PAGE TEXT
"""

New Parkinson's gene is linked to immune system
A hunt throughout the human genome for variants associated with common, late-onset Parkinson's disease has revealed a new genetic link that implicates the immune system and offers new targets for drug development.
The long-term study involved a global consortium, including Johns Hopkins researchers from the Center for Inherited Disease Research who performed genome-wide association studies on more than 4,000 DNA samples — half from unrelated patients with Parkinson's and half from healthy "controls." The team confirmed that a gene in the human leukocyte antigen (HLA) region was strongly linked with Parkinson's disease; this region contains a large number of genes related to immune system function.
The new data, published August 17 in Nature Genetics, bolster previous studies that hinted about a role for infections, inflammation and autoimmunity in Parkinson's disease. This genetic finding demonstrates that inflammation isn't simply a result of having the disease, but somehow is involved as a player in its origin.
"This is an exciting finding from a genome-wide association study (GWAS) which is completely hypothesis-independent and bias-free, based solely on looking at the whole genome and finding out what genes might be related to Parkinson's," says Kimberly Doheny, Ph.D., assistant professor, McKusick-Nathans Institute of Genetic Medicine, Johns Hopkins University School of Medicine; assistant director of the Center for Inherited Disease Research (CIDR); and director of the CIDR Genotyping Lab, Johns Hopkins University.
It was long believed that common, late-onset Parkinson's had no genetic components — that environmental factors were the exclusive cause. Since genes were first implicated almost two decades ago, Parkinson's has proven itself a "tough nut to crack," Doheny says, adding that a handful of GWAS done prior to this one revealed nothing new other than to confirm genes that previously had been found to confer risk.

"""

SUPPLIED INFORMATION
"""

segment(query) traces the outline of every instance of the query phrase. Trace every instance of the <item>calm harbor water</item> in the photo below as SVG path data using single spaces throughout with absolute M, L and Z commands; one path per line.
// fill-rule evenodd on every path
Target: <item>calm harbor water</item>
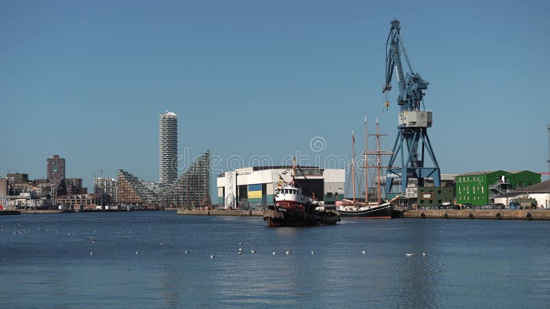
M 134 211 L 3 216 L 0 225 L 2 308 L 550 304 L 545 221 L 269 228 L 258 217 Z

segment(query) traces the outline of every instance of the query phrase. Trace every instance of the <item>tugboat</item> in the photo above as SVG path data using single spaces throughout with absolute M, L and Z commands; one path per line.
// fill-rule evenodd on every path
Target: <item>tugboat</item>
M 377 181 L 377 196 L 378 201 L 375 203 L 362 203 L 355 200 L 355 139 L 352 133 L 352 163 L 351 163 L 351 174 L 353 176 L 353 200 L 344 199 L 340 205 L 338 205 L 337 209 L 342 217 L 351 218 L 380 218 L 380 219 L 389 219 L 391 218 L 392 210 L 393 209 L 393 203 L 398 200 L 401 196 L 404 194 L 397 194 L 395 198 L 386 201 L 384 203 L 382 201 L 382 196 L 380 192 L 380 170 L 382 168 L 385 166 L 381 165 L 380 156 L 384 154 L 391 154 L 391 152 L 380 150 L 380 137 L 384 135 L 380 134 L 378 129 L 378 118 L 376 119 L 376 134 L 372 134 L 376 137 L 377 150 L 375 151 L 368 151 L 366 144 L 366 117 L 365 117 L 364 122 L 365 130 L 365 166 L 364 168 L 375 168 L 377 171 L 378 181 Z M 376 165 L 368 166 L 368 155 L 376 155 Z M 368 201 L 368 187 L 367 183 L 367 173 L 365 172 L 365 201 Z
M 340 220 L 340 214 L 325 209 L 314 198 L 302 194 L 296 179 L 296 158 L 293 158 L 289 183 L 279 175 L 275 194 L 275 205 L 263 212 L 263 220 L 270 227 L 302 227 L 336 225 Z

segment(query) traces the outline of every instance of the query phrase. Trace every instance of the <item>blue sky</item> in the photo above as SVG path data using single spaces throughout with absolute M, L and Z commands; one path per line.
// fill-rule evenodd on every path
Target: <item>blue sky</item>
M 380 118 L 391 148 L 396 84 L 385 112 L 381 89 L 395 17 L 413 69 L 430 82 L 428 134 L 442 173 L 547 171 L 549 8 L 519 1 L 3 1 L 0 172 L 45 177 L 46 158 L 58 154 L 67 176 L 88 187 L 100 169 L 157 181 L 166 110 L 178 115 L 179 152 L 191 157 L 349 157 L 364 115 L 371 124 Z M 326 141 L 320 152 L 309 148 L 316 136 Z

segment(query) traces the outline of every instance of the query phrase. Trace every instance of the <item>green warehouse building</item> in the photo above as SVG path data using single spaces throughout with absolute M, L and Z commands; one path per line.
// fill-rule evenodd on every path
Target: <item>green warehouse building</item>
M 528 170 L 474 172 L 458 175 L 455 180 L 457 204 L 483 205 L 512 190 L 540 182 L 540 174 Z

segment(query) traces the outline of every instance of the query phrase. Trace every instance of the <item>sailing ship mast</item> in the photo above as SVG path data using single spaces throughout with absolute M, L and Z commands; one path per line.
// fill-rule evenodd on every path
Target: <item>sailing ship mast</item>
M 351 131 L 351 174 L 353 176 L 353 206 L 355 205 L 355 137 Z
M 377 194 L 378 194 L 378 205 L 382 205 L 382 193 L 380 192 L 380 171 L 382 168 L 388 168 L 387 166 L 382 166 L 382 160 L 380 159 L 381 155 L 384 154 L 391 154 L 392 152 L 390 151 L 386 151 L 386 150 L 380 150 L 380 137 L 381 136 L 386 136 L 387 134 L 380 134 L 379 126 L 378 126 L 378 117 L 376 117 L 376 134 L 369 134 L 368 135 L 371 136 L 375 136 L 376 137 L 376 151 L 367 151 L 366 152 L 368 154 L 376 154 L 376 166 L 367 166 L 367 168 L 375 168 L 377 170 Z
M 366 116 L 365 116 L 365 123 L 364 123 L 364 131 L 365 131 L 365 205 L 368 205 L 368 170 L 366 167 L 368 165 L 368 159 L 367 158 L 366 152 L 368 150 L 368 147 L 367 146 L 367 135 L 366 135 Z

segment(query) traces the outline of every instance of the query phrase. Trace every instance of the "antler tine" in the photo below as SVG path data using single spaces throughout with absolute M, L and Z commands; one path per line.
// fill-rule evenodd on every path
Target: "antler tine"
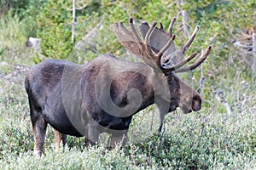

"""

YOUR TASKS
• a. Decide whether each statement below agrees with the Parkinson's gene article, answering yes or no and quoting the deciding words of the text: (i) The study analyzed more than 4,000 DNA samples. (ii) The new data appeared in Nature Genetics on August 17. (iii) Earlier genome-wide association studies identified several previously unknown Parkinson's genes.
• b. Reproduce the passage of the Parkinson's gene article starting at "It was long" and ending at "to confer risk.", swapping "environmental factors" for "lifestyle factors".
• c. List every position that the Parkinson's gene article attributes to Kimberly Doheny.

RESULTS
• a.
(i) Yes: "performed genome-wide association studies on more than 4,000 DNA samples"
(ii) Yes: "published August 17 in Nature Genetics"
(iii) No: "a handful of GWAS done prior to this one revealed nothing new other than to confirm genes that previously had been found to confer risk"

• b.
It was long believed that common, late-onset Parkinson's had no genetic components — that lifestyle factors were the exclusive cause. Since genes were first implicated almost two decades ago, Parkinson's has proven itself a "tough nut to crack," Doheny says, adding that a handful of GWAS done prior to this one revealed nothing new other than to confirm genes that previously had been found to confer risk.

• c.
- Assistant professor, McKusick-Nathans Institute of Genetic Medicine, Johns Hopkins University School of Medicine
- Assistant director of the Center for Inherited Disease Research (CIDR)
- Director of the CIDR Genotyping Lab, Johns Hopkins University